## RECORD SET
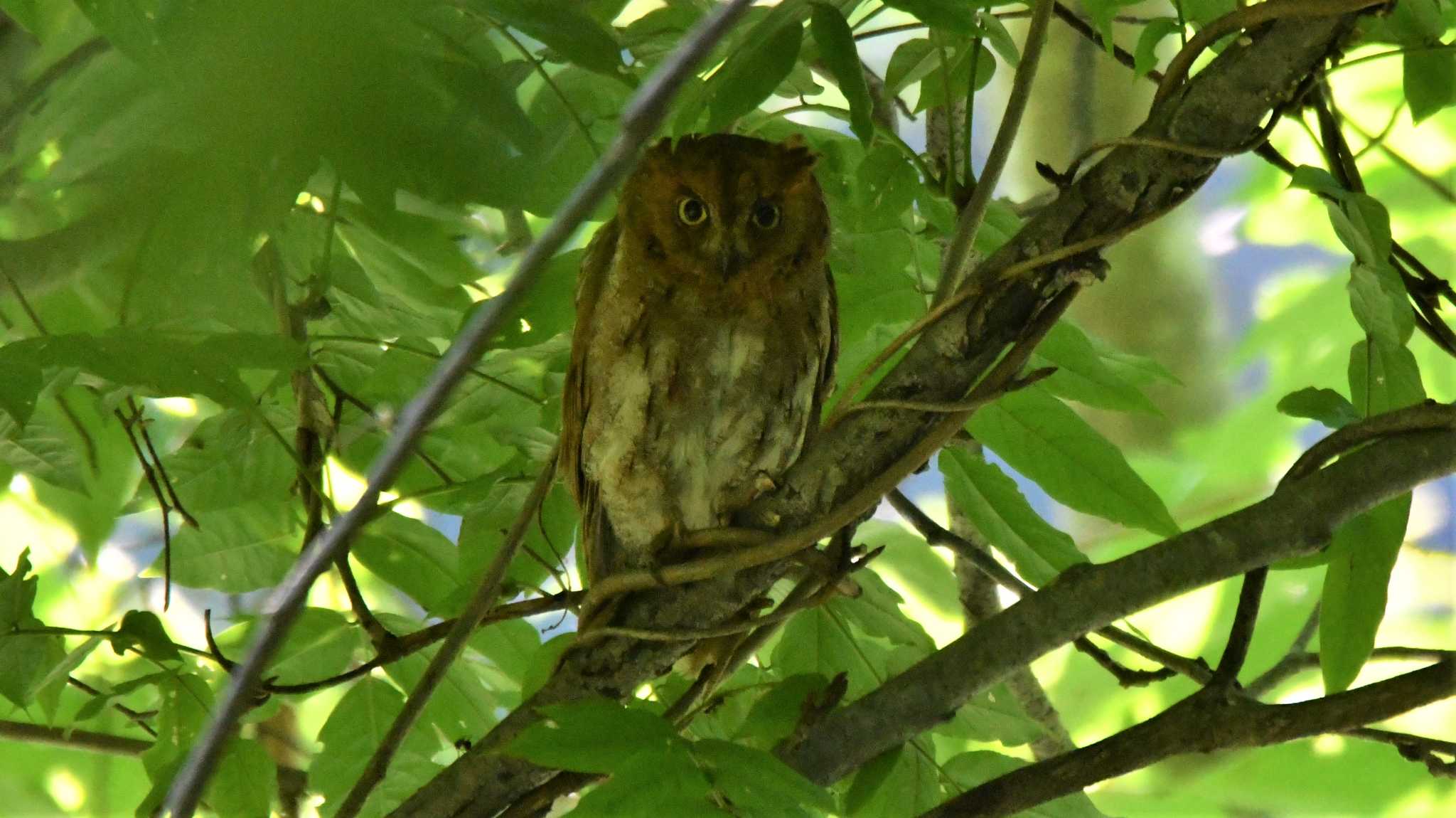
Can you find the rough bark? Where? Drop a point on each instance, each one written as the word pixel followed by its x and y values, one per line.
pixel 1221 108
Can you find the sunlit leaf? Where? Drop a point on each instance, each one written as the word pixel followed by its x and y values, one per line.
pixel 1361 556
pixel 1324 405
pixel 837 50
pixel 996 507
pixel 1043 438
pixel 592 737
pixel 236 549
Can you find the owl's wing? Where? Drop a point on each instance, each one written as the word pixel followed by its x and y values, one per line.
pixel 829 357
pixel 575 398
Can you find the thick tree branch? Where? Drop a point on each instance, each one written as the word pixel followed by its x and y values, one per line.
pixel 1204 722
pixel 1295 520
pixel 1221 108
pixel 640 121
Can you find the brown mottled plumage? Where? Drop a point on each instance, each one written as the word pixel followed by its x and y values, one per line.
pixel 704 347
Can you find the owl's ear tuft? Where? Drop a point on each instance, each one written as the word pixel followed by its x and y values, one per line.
pixel 798 162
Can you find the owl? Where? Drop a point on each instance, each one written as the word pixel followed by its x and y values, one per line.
pixel 704 349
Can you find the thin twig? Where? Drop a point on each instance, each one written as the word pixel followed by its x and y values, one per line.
pixel 430 354
pixel 1432 182
pixel 957 257
pixel 850 510
pixel 73 738
pixel 1289 664
pixel 547 78
pixel 140 719
pixel 640 121
pixel 1250 16
pixel 936 535
pixel 450 649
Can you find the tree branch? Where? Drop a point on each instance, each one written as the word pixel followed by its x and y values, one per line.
pixel 640 121
pixel 1204 722
pixel 1295 520
pixel 73 738
pixel 1219 108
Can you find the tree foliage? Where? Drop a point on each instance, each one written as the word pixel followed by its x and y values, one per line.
pixel 236 239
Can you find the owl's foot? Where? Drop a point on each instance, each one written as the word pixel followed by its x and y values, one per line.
pixel 660 545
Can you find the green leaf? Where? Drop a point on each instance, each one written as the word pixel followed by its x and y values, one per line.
pixel 25 659
pixel 1324 405
pixel 230 459
pixel 1383 378
pixel 465 703
pixel 1430 82
pixel 756 782
pixel 548 310
pixel 1083 376
pixel 592 737
pixel 897 783
pixel 999 38
pixel 1103 14
pixel 236 549
pixel 837 50
pixel 245 782
pixel 354 730
pixel 1044 440
pixel 319 645
pixel 950 15
pixel 564 28
pixel 822 642
pixel 166 364
pixel 411 556
pixel 508 645
pixel 775 713
pixel 957 80
pixel 911 63
pixel 543 663
pixel 886 185
pixel 44 449
pixel 661 782
pixel 756 69
pixel 993 715
pixel 973 769
pixel 1317 181
pixel 109 475
pixel 19 389
pixel 1145 57
pixel 1361 556
pixel 914 565
pixel 1378 302
pixel 144 632
pixel 877 612
pixel 999 511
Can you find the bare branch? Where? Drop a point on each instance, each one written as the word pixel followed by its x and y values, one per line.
pixel 73 738
pixel 1221 108
pixel 640 121
pixel 1204 722
pixel 1296 520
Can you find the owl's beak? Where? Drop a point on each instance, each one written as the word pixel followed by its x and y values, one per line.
pixel 729 264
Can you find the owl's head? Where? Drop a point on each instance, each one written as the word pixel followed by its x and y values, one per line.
pixel 727 207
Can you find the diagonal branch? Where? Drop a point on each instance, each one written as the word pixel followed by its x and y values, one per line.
pixel 1221 108
pixel 1204 722
pixel 640 121
pixel 1295 520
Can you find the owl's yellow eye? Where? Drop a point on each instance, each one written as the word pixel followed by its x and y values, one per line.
pixel 766 216
pixel 692 211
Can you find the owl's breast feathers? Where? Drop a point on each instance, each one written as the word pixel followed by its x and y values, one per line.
pixel 682 393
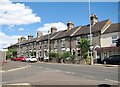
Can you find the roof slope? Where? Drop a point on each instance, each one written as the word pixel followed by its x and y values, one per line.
pixel 86 29
pixel 113 28
pixel 66 33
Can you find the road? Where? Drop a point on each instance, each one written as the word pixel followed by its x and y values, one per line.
pixel 63 74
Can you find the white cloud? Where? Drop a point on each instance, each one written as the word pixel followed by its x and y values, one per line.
pixel 21 29
pixel 6 40
pixel 16 14
pixel 47 26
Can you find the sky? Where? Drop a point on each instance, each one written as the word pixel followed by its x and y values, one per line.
pixel 24 18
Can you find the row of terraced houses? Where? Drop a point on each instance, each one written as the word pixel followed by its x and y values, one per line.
pixel 104 34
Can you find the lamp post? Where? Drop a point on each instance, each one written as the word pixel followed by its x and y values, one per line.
pixel 91 47
pixel 48 44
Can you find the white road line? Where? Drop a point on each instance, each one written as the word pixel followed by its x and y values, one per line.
pixel 57 70
pixel 68 72
pixel 72 73
pixel 88 76
pixel 111 80
pixel 91 76
pixel 47 68
pixel 40 67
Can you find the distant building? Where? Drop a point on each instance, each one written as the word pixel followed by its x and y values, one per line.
pixel 2 57
pixel 104 34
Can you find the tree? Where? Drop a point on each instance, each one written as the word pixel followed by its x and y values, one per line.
pixel 54 55
pixel 65 55
pixel 118 42
pixel 11 53
pixel 84 45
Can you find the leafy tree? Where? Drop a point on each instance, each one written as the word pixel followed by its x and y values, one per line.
pixel 54 55
pixel 118 42
pixel 84 45
pixel 65 55
pixel 11 53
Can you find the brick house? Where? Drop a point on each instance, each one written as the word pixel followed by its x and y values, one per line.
pixel 67 40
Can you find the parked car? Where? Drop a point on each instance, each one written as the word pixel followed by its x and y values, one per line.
pixel 31 59
pixel 114 59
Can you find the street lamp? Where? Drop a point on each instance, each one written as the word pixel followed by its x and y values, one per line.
pixel 48 44
pixel 91 47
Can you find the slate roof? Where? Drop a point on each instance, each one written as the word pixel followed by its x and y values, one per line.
pixel 113 28
pixel 95 28
pixel 45 37
pixel 28 41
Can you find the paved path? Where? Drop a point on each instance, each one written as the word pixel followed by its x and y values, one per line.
pixel 62 74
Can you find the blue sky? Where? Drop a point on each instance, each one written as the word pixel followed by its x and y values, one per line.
pixel 58 14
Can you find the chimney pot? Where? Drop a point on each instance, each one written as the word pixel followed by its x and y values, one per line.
pixel 70 25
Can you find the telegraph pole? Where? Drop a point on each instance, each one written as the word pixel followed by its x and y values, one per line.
pixel 91 48
pixel 48 44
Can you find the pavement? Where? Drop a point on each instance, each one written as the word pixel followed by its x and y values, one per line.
pixel 12 65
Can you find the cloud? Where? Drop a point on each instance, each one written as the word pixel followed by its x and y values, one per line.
pixel 6 40
pixel 47 26
pixel 16 14
pixel 21 29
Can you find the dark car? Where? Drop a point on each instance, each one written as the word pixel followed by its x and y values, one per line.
pixel 114 59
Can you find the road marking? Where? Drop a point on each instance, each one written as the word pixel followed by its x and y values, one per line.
pixel 91 76
pixel 72 73
pixel 111 80
pixel 47 68
pixel 40 67
pixel 88 76
pixel 57 70
pixel 17 69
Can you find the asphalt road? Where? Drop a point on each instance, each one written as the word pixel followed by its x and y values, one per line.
pixel 63 74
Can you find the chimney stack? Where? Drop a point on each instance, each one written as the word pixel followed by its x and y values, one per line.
pixel 70 25
pixel 94 19
pixel 39 34
pixel 30 37
pixel 53 29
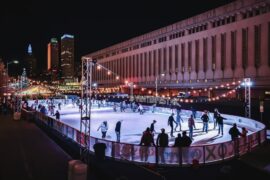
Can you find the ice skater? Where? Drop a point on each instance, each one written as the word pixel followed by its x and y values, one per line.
pixel 220 124
pixel 215 117
pixel 118 129
pixel 152 127
pixel 205 120
pixel 178 119
pixel 140 109
pixel 191 126
pixel 57 115
pixel 104 128
pixel 170 123
pixel 114 107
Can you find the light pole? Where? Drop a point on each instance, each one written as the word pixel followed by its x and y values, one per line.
pixel 11 62
pixel 157 82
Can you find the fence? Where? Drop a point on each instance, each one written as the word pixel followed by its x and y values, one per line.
pixel 204 154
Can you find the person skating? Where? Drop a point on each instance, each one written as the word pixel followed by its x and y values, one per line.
pixel 215 117
pixel 104 128
pixel 146 141
pixel 140 109
pixel 191 126
pixel 57 115
pixel 205 120
pixel 118 129
pixel 162 141
pixel 220 124
pixel 178 141
pixel 114 107
pixel 178 118
pixel 152 127
pixel 170 123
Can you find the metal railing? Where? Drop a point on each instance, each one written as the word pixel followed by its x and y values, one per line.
pixel 175 156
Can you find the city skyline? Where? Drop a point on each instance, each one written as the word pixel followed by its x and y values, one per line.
pixel 115 24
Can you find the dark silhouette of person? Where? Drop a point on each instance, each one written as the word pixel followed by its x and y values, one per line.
pixel 162 142
pixel 152 127
pixel 220 124
pixel 146 141
pixel 118 129
pixel 170 123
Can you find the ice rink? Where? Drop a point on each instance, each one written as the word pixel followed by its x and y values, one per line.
pixel 134 124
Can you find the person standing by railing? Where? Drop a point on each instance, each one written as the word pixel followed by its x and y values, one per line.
pixel 170 123
pixel 162 142
pixel 205 120
pixel 215 117
pixel 152 127
pixel 220 124
pixel 118 129
pixel 104 128
pixel 146 141
pixel 191 125
pixel 178 117
pixel 57 115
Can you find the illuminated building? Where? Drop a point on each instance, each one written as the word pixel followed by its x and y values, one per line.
pixel 67 56
pixel 53 58
pixel 30 63
pixel 221 45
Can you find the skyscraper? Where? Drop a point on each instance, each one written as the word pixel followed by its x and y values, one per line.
pixel 53 58
pixel 30 63
pixel 67 56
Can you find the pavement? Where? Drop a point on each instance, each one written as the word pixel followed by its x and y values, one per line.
pixel 27 153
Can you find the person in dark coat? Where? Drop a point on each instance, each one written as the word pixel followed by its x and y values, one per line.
pixel 186 141
pixel 220 124
pixel 117 130
pixel 57 115
pixel 170 123
pixel 178 141
pixel 146 141
pixel 152 127
pixel 162 142
pixel 205 120
pixel 215 117
pixel 234 132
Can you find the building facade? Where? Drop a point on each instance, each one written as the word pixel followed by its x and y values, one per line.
pixel 53 58
pixel 30 63
pixel 221 45
pixel 67 56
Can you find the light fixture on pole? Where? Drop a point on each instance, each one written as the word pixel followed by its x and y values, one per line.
pixel 156 82
pixel 12 62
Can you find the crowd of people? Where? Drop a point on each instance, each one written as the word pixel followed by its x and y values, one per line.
pixel 150 137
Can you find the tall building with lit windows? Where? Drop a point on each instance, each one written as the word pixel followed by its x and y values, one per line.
pixel 53 58
pixel 67 56
pixel 30 63
pixel 219 46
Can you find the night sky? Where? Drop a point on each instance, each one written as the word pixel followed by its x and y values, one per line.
pixel 95 24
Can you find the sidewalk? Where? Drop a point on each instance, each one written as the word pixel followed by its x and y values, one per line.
pixel 28 153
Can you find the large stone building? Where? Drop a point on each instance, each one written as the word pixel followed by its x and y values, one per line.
pixel 53 58
pixel 30 63
pixel 67 56
pixel 221 45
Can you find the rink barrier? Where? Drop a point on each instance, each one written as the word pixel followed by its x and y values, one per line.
pixel 169 156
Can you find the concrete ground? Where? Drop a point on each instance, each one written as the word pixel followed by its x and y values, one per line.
pixel 28 153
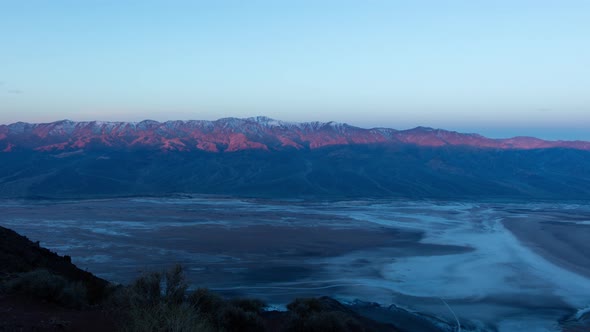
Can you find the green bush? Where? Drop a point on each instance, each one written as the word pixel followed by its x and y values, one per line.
pixel 45 285
pixel 149 307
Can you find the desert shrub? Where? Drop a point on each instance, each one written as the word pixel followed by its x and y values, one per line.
pixel 249 305
pixel 206 302
pixel 149 307
pixel 164 317
pixel 45 285
pixel 229 316
pixel 175 285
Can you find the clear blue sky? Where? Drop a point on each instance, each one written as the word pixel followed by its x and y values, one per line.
pixel 498 67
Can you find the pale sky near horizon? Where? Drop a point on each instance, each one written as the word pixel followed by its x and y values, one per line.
pixel 501 68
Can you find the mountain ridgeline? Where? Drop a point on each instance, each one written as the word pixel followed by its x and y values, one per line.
pixel 261 157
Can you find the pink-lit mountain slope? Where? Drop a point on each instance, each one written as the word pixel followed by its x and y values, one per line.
pixel 232 134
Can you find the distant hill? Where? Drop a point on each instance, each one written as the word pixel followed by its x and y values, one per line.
pixel 262 157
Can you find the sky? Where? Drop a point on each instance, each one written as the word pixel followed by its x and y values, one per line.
pixel 497 67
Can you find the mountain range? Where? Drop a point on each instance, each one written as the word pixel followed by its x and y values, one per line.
pixel 262 157
pixel 233 134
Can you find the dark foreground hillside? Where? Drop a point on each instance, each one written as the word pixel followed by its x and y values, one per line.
pixel 331 172
pixel 41 291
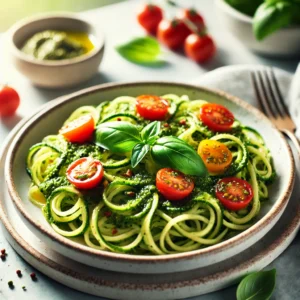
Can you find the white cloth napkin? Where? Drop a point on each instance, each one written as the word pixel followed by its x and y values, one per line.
pixel 236 80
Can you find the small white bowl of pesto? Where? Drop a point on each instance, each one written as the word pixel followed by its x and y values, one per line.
pixel 56 51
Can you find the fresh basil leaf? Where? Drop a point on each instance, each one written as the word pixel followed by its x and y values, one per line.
pixel 144 50
pixel 138 153
pixel 247 7
pixel 257 286
pixel 272 16
pixel 151 130
pixel 117 136
pixel 172 152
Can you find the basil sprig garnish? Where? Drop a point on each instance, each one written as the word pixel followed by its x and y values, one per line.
pixel 143 51
pixel 257 286
pixel 168 151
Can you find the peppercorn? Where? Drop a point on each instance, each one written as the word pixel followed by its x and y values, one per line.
pixel 33 276
pixel 11 284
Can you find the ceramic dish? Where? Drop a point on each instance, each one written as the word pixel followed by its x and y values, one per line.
pixel 284 42
pixel 55 74
pixel 159 286
pixel 49 120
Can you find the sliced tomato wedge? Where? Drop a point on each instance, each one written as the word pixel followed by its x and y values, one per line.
pixel 216 117
pixel 85 173
pixel 215 155
pixel 79 130
pixel 152 107
pixel 173 185
pixel 234 193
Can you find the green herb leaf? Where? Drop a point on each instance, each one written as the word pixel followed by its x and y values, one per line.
pixel 271 16
pixel 144 50
pixel 172 152
pixel 117 136
pixel 138 153
pixel 150 131
pixel 247 7
pixel 257 286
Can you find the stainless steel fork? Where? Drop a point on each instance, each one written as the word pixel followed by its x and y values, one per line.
pixel 272 104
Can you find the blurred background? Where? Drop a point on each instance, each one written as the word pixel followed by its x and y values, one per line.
pixel 14 10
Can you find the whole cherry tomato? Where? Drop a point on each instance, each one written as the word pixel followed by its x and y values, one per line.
pixel 193 16
pixel 215 155
pixel 172 33
pixel 234 193
pixel 216 117
pixel 9 101
pixel 199 48
pixel 149 17
pixel 79 130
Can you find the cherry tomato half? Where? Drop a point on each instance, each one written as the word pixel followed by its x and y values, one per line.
pixel 173 185
pixel 149 17
pixel 215 155
pixel 172 33
pixel 234 193
pixel 216 117
pixel 199 48
pixel 192 15
pixel 85 173
pixel 9 101
pixel 80 130
pixel 152 107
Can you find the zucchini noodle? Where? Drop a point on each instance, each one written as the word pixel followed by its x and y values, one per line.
pixel 126 213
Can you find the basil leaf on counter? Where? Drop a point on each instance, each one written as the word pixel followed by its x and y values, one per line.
pixel 271 16
pixel 172 152
pixel 257 286
pixel 150 131
pixel 144 50
pixel 247 7
pixel 138 153
pixel 117 136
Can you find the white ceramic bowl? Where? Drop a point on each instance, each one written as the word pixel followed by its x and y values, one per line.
pixel 55 74
pixel 283 43
pixel 49 120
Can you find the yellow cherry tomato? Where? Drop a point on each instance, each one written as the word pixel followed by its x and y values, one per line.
pixel 215 155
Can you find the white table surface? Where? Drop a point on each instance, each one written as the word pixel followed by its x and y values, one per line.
pixel 119 25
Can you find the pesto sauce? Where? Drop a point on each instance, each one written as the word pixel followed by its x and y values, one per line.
pixel 57 45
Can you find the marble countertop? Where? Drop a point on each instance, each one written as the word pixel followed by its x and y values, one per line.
pixel 113 69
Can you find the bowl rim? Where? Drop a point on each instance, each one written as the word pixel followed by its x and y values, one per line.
pixel 98 45
pixel 274 211
pixel 243 17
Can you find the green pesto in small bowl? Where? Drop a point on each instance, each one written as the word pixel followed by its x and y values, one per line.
pixel 58 45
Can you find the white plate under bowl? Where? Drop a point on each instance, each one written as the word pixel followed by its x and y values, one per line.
pixel 50 119
pixel 147 286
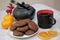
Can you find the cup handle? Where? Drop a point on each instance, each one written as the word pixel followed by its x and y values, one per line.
pixel 54 20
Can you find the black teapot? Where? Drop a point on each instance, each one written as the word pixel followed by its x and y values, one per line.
pixel 23 11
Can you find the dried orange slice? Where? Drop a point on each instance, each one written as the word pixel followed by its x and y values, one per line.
pixel 52 33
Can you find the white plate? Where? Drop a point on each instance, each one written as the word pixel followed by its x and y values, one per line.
pixel 5 36
pixel 22 37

## INSTRUCTIONS FOR THE TASK
Recast the lines between the one holding "Can you find the desert" and the one holding "pixel 175 285", inclusive, as a Markdown table with the columns Number and Content. Give one numbered row per line and skip any blank lines.

## COMPLETE RESPONSE
| Number | Content |
|---|---|
| 1 | Can you find the desert shrub? Where? Drop a point on each instance, each one written as the word pixel followed by its x and y values, one per line. |
| 2 | pixel 249 305 |
| 3 | pixel 206 302 |
| 4 | pixel 149 307 |
| 5 | pixel 164 317 |
| 6 | pixel 45 285 |
| 7 | pixel 229 316 |
| 8 | pixel 175 285 |